## Liste des tâches
1. Dans le reportage sur la manifestation des agriculteurs, que trouve-t-on pour chacun de ces points ?
(a) Quel secteur est censé prendre des mesures fortes ?
(b) Sur quelle place les agriculteurs se sont-ils rassemblés ?
(c) Avec quoi la police a-t-elle répliqué ?
2. Poursuivez le reportage sur la manifestation des agriculteurs devant le parlement européen à partir de sa dernière phrase.

Photos : Ennio Cameriere



”Sans mesure forte, le mouvement va encore se durcir !” : au cœur de la manifestation des agriculteurs devant le parlement européen



Rémunération à la hauteur de leur charge de travail, mettre fin au libre-échange et à la concurrence déloyale des pays étrangers, l’attente de mesures fortes du secteur de la grande distribution. Les revendications des agriculteurs sont nombreuses. Reportage sur la place du Luxembourg.





L’odeur du pneu brûlé et de la saucisse grillée a été ressentie durant toute la journée sur la place du Luxembourg, lieu de ralliement des agriculteurs venus manifester leur colère devant le parlement européen. Dès le début de la journée, le ton était donné avec des œufs et des fumigènes lancés en direction de la police. Des manifestants ont tenté de forcer le barrage des forces de l’ordre avant que la police ne réplique à coups de gaz lacrymogène.

Enregistrements d'annotation de coordonnées:
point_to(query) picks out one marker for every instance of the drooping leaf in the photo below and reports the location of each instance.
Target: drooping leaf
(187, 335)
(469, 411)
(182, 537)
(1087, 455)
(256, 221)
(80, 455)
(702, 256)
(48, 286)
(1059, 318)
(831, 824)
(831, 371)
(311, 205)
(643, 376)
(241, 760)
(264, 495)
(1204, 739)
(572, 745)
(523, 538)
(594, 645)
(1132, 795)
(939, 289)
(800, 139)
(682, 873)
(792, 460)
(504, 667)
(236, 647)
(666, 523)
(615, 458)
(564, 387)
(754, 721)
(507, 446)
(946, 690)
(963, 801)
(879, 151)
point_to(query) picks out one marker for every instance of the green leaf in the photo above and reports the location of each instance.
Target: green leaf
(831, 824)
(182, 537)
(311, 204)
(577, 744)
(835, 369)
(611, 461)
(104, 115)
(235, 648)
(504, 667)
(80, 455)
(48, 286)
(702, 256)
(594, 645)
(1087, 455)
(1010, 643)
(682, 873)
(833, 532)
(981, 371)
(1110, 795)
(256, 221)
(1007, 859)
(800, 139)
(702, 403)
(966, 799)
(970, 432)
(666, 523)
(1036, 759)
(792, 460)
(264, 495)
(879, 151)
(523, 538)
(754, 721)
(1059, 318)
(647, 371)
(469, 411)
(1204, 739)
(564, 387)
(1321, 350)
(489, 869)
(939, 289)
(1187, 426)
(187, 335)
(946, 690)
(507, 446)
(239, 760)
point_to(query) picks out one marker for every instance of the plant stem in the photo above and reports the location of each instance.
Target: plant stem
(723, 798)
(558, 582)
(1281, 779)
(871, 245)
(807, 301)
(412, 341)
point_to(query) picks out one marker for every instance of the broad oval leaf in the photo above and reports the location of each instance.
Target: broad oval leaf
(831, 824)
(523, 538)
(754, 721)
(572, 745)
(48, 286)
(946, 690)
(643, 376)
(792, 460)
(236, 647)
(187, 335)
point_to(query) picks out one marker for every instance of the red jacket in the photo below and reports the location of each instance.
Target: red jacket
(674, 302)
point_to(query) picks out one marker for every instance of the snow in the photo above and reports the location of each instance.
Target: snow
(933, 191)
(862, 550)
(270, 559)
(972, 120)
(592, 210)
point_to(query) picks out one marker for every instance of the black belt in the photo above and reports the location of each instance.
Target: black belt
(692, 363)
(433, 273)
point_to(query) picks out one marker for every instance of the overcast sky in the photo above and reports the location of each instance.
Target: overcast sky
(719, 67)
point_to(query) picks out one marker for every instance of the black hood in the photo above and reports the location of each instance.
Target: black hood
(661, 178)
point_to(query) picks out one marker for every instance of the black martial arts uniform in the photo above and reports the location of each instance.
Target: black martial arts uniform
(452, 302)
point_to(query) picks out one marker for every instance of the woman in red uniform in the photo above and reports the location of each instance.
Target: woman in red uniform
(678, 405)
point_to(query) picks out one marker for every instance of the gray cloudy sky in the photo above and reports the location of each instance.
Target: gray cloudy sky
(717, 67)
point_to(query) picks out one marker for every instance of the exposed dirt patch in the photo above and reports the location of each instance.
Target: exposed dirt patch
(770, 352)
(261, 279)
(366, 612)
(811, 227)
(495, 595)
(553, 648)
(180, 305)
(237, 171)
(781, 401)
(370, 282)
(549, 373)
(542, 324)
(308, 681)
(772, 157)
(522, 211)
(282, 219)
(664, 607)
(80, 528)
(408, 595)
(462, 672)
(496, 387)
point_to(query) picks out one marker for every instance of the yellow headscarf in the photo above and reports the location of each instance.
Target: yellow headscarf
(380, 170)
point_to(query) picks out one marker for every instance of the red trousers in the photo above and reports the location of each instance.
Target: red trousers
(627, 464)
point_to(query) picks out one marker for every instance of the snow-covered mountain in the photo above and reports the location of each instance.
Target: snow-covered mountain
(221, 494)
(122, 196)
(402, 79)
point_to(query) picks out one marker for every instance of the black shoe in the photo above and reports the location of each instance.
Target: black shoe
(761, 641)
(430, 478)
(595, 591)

## Réponses
1.
(a) Le secteur de la grande distribution.
(b) La place du Luxembourg.
(c) Avec du gaz lacrymogène.

2.
Parmi les principales revendications, les agriculteurs réclament une rémunération qui correspond à leur charge de travail tout en dénonçant la concurrence déloyale des pays étrangers. “Nous réclamons une rémunération décente par rapport aux investissements et aux normes environnementales auxquelles on doit se soumettre. Avec l’inflation, les coûts de production sont trop élevés et nous devons faire face à la concurrence déloyale des pays étrangers, principalement ceux d’Amérique du Sud et des pays de l’Est”, fustige Antonin, originaire de Juprelle en province de Liège.



"Etre agriculteur aujourd'hui devient un métier de riche"





Pour Patrick de Dorlodot, “être agriculteur aujourd’hui devient un métier de riche”. “Par rapport à il y a vingt ans, les normes qu’on doit respecter sont toujours plus contraignantes. La situation est encore plus problématique pour les agriculteurs qui ont des bêtes. Concernant les céréales, le blé vendu par un agriculteur belge est passé d’environ 315 euros la tonne à 178 euros. On travaille à perte à cause de la concurrence avec le blé ukrainien. Le prix du sucre va également suivre cette voie. La situation est catastrophique”, fustige cet agriculteur de Corroy-le-Grand. “On demande à diminuer la paperasse administrative. Le fossé entre le monde politique bureaucratisé et le monde rural ne cesse de se creuser.”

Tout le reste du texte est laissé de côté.